Entries from a point annotation set »
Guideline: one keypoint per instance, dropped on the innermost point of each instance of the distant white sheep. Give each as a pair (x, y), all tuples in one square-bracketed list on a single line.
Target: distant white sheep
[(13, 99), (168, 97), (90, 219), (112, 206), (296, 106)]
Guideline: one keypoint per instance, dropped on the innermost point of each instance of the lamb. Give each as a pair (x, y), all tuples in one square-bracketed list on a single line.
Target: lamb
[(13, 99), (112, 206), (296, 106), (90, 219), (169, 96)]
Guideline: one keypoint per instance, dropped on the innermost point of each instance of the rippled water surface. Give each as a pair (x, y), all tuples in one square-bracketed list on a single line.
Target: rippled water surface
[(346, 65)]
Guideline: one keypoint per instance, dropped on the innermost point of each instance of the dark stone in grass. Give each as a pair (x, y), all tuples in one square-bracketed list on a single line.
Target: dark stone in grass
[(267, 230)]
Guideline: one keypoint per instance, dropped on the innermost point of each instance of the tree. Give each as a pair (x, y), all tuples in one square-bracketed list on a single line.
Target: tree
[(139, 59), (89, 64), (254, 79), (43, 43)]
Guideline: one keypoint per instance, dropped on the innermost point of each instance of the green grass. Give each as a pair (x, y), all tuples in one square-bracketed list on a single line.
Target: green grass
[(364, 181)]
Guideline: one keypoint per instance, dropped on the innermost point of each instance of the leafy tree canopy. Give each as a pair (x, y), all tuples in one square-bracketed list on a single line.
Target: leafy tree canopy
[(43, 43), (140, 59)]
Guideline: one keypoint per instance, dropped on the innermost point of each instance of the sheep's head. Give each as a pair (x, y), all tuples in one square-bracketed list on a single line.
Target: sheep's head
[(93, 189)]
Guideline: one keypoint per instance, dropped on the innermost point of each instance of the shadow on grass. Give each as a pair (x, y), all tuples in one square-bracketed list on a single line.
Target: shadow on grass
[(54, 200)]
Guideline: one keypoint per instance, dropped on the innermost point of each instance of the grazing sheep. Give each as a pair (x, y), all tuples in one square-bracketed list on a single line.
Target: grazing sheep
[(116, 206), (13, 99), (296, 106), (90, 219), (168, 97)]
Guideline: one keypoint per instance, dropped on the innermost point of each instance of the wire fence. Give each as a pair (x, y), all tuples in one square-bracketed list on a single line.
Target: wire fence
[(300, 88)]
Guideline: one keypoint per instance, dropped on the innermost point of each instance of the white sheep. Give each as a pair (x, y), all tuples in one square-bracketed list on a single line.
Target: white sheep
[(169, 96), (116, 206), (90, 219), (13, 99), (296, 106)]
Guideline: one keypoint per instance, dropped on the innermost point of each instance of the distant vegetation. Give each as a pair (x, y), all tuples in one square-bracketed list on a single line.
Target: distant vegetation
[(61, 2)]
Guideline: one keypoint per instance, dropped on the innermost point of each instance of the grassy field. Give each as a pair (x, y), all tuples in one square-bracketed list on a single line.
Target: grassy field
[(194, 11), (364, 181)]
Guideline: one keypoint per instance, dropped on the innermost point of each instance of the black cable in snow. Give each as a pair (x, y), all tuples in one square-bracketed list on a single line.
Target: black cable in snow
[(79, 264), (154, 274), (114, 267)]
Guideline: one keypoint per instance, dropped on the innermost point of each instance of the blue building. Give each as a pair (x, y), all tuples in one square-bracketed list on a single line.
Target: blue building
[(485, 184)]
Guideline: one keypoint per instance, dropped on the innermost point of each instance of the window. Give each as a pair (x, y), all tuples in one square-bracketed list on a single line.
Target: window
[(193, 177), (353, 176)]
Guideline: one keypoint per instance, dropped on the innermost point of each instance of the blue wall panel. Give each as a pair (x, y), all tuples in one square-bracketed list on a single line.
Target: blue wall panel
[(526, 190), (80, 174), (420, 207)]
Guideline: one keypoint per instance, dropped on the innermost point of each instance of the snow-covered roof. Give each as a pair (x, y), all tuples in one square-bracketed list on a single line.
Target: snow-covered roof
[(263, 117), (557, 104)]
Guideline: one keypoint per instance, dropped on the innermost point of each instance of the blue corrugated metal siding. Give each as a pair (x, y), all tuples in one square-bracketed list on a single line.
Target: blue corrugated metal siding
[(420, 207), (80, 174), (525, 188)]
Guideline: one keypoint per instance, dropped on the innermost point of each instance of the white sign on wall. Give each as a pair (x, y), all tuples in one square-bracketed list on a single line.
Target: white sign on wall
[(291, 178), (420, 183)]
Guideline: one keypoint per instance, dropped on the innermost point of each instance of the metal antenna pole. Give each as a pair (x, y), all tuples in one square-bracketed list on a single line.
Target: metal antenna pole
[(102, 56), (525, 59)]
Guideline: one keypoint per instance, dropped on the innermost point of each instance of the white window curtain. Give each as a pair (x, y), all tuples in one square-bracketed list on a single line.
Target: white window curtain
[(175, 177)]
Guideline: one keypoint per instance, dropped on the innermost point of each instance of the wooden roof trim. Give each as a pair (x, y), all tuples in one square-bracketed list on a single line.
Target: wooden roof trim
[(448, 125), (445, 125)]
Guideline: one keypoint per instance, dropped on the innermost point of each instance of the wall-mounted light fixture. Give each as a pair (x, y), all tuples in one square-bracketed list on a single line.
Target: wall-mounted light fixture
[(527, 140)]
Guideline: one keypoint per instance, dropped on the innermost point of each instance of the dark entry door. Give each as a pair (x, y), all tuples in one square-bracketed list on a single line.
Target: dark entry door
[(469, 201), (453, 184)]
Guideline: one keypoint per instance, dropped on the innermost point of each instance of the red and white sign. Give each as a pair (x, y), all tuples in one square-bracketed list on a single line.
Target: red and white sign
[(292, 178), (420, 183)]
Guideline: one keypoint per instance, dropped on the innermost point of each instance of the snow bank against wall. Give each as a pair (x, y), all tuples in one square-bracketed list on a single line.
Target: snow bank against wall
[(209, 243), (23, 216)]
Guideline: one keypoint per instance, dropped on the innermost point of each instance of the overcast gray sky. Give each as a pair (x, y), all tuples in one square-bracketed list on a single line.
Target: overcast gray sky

Instructions for the task » Please reproduce every one of the records above as a numbered list with no blank lines.

Correct result »
1. Guideline: one keypoint per instance, dropped on the innermost point of each instance of the distant white sheep. Give each as a pair (x, y), all tuples in one square-bracketed list on a single line.
2. Target: distant white sheep
3. [(13, 99), (168, 97), (90, 219), (112, 206), (296, 106)]
4. Guideline: one keypoint per instance, dropped on the innermost point of each instance of the lamb. Give each as a pair (x, y), all tuples in one square-bracketed list on a single line.
5. Target: lamb
6. [(13, 99), (112, 206), (296, 106), (90, 219), (169, 96)]
7. Guideline: one keypoint per instance, dropped on the innermost point of each instance of the rippled water surface. Give each as a pair (x, y), all tuples in one square-bracketed list on a single line.
8. Target: rippled water surface
9. [(346, 65)]
10. Guideline: one keypoint per instance, dropped on the innermost point of each instance of the dark stone in grass. Give each as a pair (x, y), all tuples in one square-bracketed list on a single line.
11. Target: dark stone in grass
12. [(267, 230)]
13. Guideline: one keypoint per instance, dropped on the innermost point of each instance of the tree. Give each as a pair (x, y), all tuples in one square-bracketed list on a single line.
14. Target: tree
15. [(139, 59), (89, 64), (254, 79), (43, 43)]
16. Guideline: one keypoint per instance, dropped on the innermost point of each instance of the green grass. Give each as a pair (x, y), all tuples in one square-bracketed list on a single line.
17. Target: green grass
18. [(364, 181)]
19. Guideline: one keypoint per instance, dropped on the innermost point of each instance of the leafy tree canopy. Give each as a pair (x, y), all tuples in one square-bracketed list on a single line.
20. Target: leafy tree canopy
21. [(43, 43), (140, 59)]
22. Guideline: one keypoint per instance, dropped on the innermost point of each instance of the sheep's head. Give each as a pair (x, y), all tuples in one square-bracketed list on a single line.
23. Target: sheep's head
24. [(93, 189)]
25. Guideline: one keypoint per instance, dropped on the innermost point of each instance of the shadow on grass. Give each as a pair (x, y), all tuples in one square-bracketed list on a single line.
26. Target: shadow on grass
27. [(54, 200)]
28. Guideline: one keypoint per instance, dropped on the innermost point of each instance of the grazing sheep. Give each as a pair (x, y), all tuples in one square-bracketed list on a single line.
29. Target: grazing sheep
30. [(116, 206), (13, 99), (296, 106), (90, 219), (168, 97)]
31. Guideline: one keypoint per instance, dropped on the innermost point of each instance of the wire fence. Give each as a pair (x, y), all tuples in one square-bracketed list on a single line.
32. Target: wire fence
33. [(300, 88)]
34. Guideline: one keypoint per instance, dropped on the innermost point of each instance of the white sheep. Give each as a pair (x, y), all tuples in one square-bracketed list on a single line.
35. Target: white sheep
36. [(169, 96), (116, 206), (90, 219), (13, 99), (296, 106)]
37. Guideline: one keypoint per instance, dropped on the innermost point of each instance of the distant vegetation. Give each as a pair (x, y), all tuples in one square-bracketed list on a single line.
38. Target: distant vegetation
39. [(61, 2)]
40. Guideline: one keypoint per instance, dropped on the innermost point of each instance of the grassy field. Give each as a pair (x, y), all tuples in one square-bracketed list on a single line.
41. Target: grassy field
42. [(194, 11), (364, 181)]
43. Guideline: one keypoint per instance, dropped on the innermost point of each instance of the black cable in snow. Give each as a pair (x, y), all tuples in one square-bracketed list on a single line.
44. Target: black cable in snow
45. [(79, 264), (154, 274), (114, 267)]
46. Guideline: one keypoint per instance, dropped on the innermost point of each instance of the blue building. Give each as a pair (x, y), all tuples in one square-bracketed list on a single line.
47. Target: blue building
48. [(485, 184)]
49. Guideline: one keypoint per instance, dropped on the innermost point of each instance of the window. Give each as a pair (x, y), all tuples in one square-bracketed list on a single line.
50. Target: window
51. [(193, 177), (353, 176)]
52. Guideline: one keypoint per instance, dropped on the innermost point of each instance of the blue wall panel. Give each as a pair (x, y), all tuples in one square-bracketed list on a single line.
53. Target: blue wall panel
54. [(526, 190), (80, 174), (420, 207)]
55. Guideline: one keypoint per instance, dropped on the innermost point of each instance of the snow-covered roof. Give each as a pair (x, y), all tuples in one square-bracketed list on a single line.
56. Target: snow-covered roof
57. [(263, 117), (557, 104)]
58. Guideline: one keypoint per instance, dropped on the innermost point of each instance of the blue corrugated metal siding. Give each as a pair (x, y), all tuples in one square-bracketed list on a single line.
59. Target: blue corrugated metal siding
60. [(420, 207), (80, 174), (525, 188)]
61. Guideline: one keypoint per instance, dropped on the innermost point of each instance of the white sign on wall. Give each as a pair (x, y), all tuples in one square-bracketed list on a single line.
62. Target: white sign on wall
63. [(291, 178), (420, 183)]
64. Guideline: one keypoint per instance, dropped on the innermost point of each instance of the metal antenna pole. Give each as a pair (x, y), all tuples in one square-bracketed list on a single line.
65. Target: metal antenna pole
66. [(102, 56), (525, 59)]
67. Guideline: one keypoint per instance, dropped on the innermost point of each instance of the white window curtain. Give each as a pair (x, y), all tuples in one square-bracketed list on a single line.
68. Target: white window curtain
69. [(175, 177)]
70. Guideline: one keypoint per instance, dropped on the innermost point of each instance of the wooden roof trim. Give each as a pair (x, y), all tuples in one square-bracketed list on a single line.
71. Target: wooden roof trim
72. [(448, 125), (445, 125)]
73. Guideline: one keypoint per instance, dropped on the innermost point of each instance of the wall-mounted light fixture. Give each as a pair (x, y), all tuples in one square-bracketed list on a single line.
74. Target: wall-mounted light fixture
75. [(527, 140)]
76. Guideline: one keypoint per instance, dropped on the innermost point of each instance of the dark entry door. Give each as a pair (x, y), all tuples in one square-bracketed list on a single line.
77. Target: dark entry door
78. [(469, 201), (453, 184)]
79. Guideline: one keypoint per instance, dropped on the innermost point of each instance of the red and white sign. Give each as a pair (x, y), all tuples in one square-bracketed list on a single line.
80. Target: red and white sign
81. [(292, 178), (420, 183)]
82. Guideline: one keypoint per instance, dropped on the innermost point of each instance of the snow bank against wall. Give each as a pair (x, y), all tuples in one square-bracketed list on a single line.
83. Target: snow bank against wall
84. [(209, 243), (23, 216)]
85. Guideline: one keypoint per instance, dropped on the innermost point of each instance of the overcast gray sky. Give each as a pair (x, y), all tuples in one square-bracketed list on a single line.
86. Target: overcast gray sky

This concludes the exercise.